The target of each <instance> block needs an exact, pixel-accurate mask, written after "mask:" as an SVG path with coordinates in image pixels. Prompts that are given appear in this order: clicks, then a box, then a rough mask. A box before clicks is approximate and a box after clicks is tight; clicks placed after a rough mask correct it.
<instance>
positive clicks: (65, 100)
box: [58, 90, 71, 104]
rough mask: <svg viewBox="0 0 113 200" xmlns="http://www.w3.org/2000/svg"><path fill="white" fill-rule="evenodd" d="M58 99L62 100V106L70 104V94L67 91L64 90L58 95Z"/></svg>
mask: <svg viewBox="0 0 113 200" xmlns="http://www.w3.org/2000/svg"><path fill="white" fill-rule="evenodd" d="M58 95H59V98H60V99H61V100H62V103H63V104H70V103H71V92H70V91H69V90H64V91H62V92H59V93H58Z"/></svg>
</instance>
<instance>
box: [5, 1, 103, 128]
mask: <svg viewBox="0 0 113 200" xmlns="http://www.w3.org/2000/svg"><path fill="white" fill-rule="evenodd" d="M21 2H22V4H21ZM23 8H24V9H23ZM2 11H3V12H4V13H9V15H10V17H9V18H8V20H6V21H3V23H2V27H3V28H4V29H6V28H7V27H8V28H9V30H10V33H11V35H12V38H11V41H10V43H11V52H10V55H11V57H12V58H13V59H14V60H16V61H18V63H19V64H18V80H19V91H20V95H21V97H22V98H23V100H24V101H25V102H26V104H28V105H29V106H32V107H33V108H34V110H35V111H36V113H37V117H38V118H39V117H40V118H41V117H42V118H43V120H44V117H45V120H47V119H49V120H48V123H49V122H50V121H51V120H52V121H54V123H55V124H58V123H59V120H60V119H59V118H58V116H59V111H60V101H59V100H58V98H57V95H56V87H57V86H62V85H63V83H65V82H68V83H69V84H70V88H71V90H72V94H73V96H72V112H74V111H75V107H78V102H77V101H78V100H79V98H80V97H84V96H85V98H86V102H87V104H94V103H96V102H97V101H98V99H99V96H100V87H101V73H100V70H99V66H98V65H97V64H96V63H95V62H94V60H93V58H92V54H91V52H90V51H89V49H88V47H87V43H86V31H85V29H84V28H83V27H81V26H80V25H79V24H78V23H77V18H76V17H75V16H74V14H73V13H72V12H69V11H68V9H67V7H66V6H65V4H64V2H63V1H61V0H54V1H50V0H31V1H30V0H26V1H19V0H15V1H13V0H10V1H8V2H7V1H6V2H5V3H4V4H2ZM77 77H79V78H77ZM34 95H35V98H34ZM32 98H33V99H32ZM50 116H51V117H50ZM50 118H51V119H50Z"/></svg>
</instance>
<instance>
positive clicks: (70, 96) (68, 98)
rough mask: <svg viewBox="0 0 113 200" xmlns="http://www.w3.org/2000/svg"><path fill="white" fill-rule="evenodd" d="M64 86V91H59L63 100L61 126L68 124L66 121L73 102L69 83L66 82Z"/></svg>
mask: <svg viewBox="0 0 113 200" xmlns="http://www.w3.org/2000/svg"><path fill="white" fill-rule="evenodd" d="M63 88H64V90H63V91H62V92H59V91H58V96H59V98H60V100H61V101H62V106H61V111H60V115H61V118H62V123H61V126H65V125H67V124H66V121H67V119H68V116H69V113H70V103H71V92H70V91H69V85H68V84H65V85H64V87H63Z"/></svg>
******
*Work to be completed*
Print the complete listing again, exactly as it stands.

*Problem solution*
The target of each <instance> block needs an exact, pixel-accurate mask, written after "mask:" as an SVG path with coordinates in image pixels. Prompts that are given appear in this order: clicks, then a box, then a rough mask. A box before clicks is approximate and a box after clicks is tight; clicks placed after a rough mask correct it.
<instance>
positive clicks: (65, 100)
box: [58, 90, 71, 104]
rough mask: <svg viewBox="0 0 113 200" xmlns="http://www.w3.org/2000/svg"><path fill="white" fill-rule="evenodd" d="M58 99L62 100V106L70 104V94L67 91L64 90L58 95Z"/></svg>
mask: <svg viewBox="0 0 113 200" xmlns="http://www.w3.org/2000/svg"><path fill="white" fill-rule="evenodd" d="M58 95H59V98H60V99H61V100H62V103H63V104H70V103H71V92H70V91H69V90H64V91H62V92H59V93H58Z"/></svg>
</instance>
<instance>
box: [5, 1, 103, 128]
mask: <svg viewBox="0 0 113 200" xmlns="http://www.w3.org/2000/svg"><path fill="white" fill-rule="evenodd" d="M21 2H22V4H21ZM23 8H24V9H23ZM2 11H3V12H4V13H9V15H10V17H9V18H8V20H6V21H3V23H2V27H3V28H4V29H6V28H7V27H8V28H9V30H10V33H11V35H12V38H11V41H10V43H11V52H10V55H11V57H12V58H13V59H14V60H16V61H18V63H19V64H18V80H19V91H20V95H21V97H22V98H23V100H24V101H25V102H26V104H28V105H29V106H32V107H33V108H34V110H35V111H36V113H37V117H38V118H39V117H40V118H41V117H42V118H43V120H44V117H45V120H47V119H49V120H48V123H49V122H50V121H51V120H52V121H54V123H55V124H58V123H59V120H60V119H59V118H58V116H59V111H60V101H59V100H58V98H57V95H56V87H57V86H62V85H63V83H65V82H68V83H69V84H70V88H71V90H72V94H73V96H72V112H74V111H75V107H78V102H77V101H78V100H79V98H80V97H84V96H85V98H86V102H87V104H94V103H96V102H97V101H98V99H99V96H100V87H101V73H100V70H99V66H98V65H97V64H96V63H95V62H94V60H93V58H92V54H91V52H90V51H89V49H88V47H87V43H86V31H85V29H84V28H83V27H81V26H80V25H79V24H78V23H77V18H76V17H75V16H74V14H73V13H72V12H69V11H68V9H67V7H66V6H65V4H64V2H63V1H61V0H54V1H50V0H31V1H30V0H26V1H19V0H15V1H13V0H10V1H8V2H7V1H6V2H5V3H4V4H2ZM77 77H79V78H77ZM34 95H35V98H34ZM32 98H33V99H32ZM50 116H51V117H50ZM50 118H51V119H50Z"/></svg>
</instance>
<instance>
positive clicks: (70, 96) (68, 98)
rough mask: <svg viewBox="0 0 113 200" xmlns="http://www.w3.org/2000/svg"><path fill="white" fill-rule="evenodd" d="M64 86V91H59L63 100L61 126L68 124L66 121L73 102L69 83L66 82Z"/></svg>
mask: <svg viewBox="0 0 113 200" xmlns="http://www.w3.org/2000/svg"><path fill="white" fill-rule="evenodd" d="M63 88H64V90H63V91H62V92H59V91H58V96H59V98H60V100H61V101H62V106H61V111H60V115H61V118H62V123H61V126H65V125H67V124H66V121H67V119H68V116H69V113H70V103H71V92H70V91H69V85H68V84H65V85H64V87H63Z"/></svg>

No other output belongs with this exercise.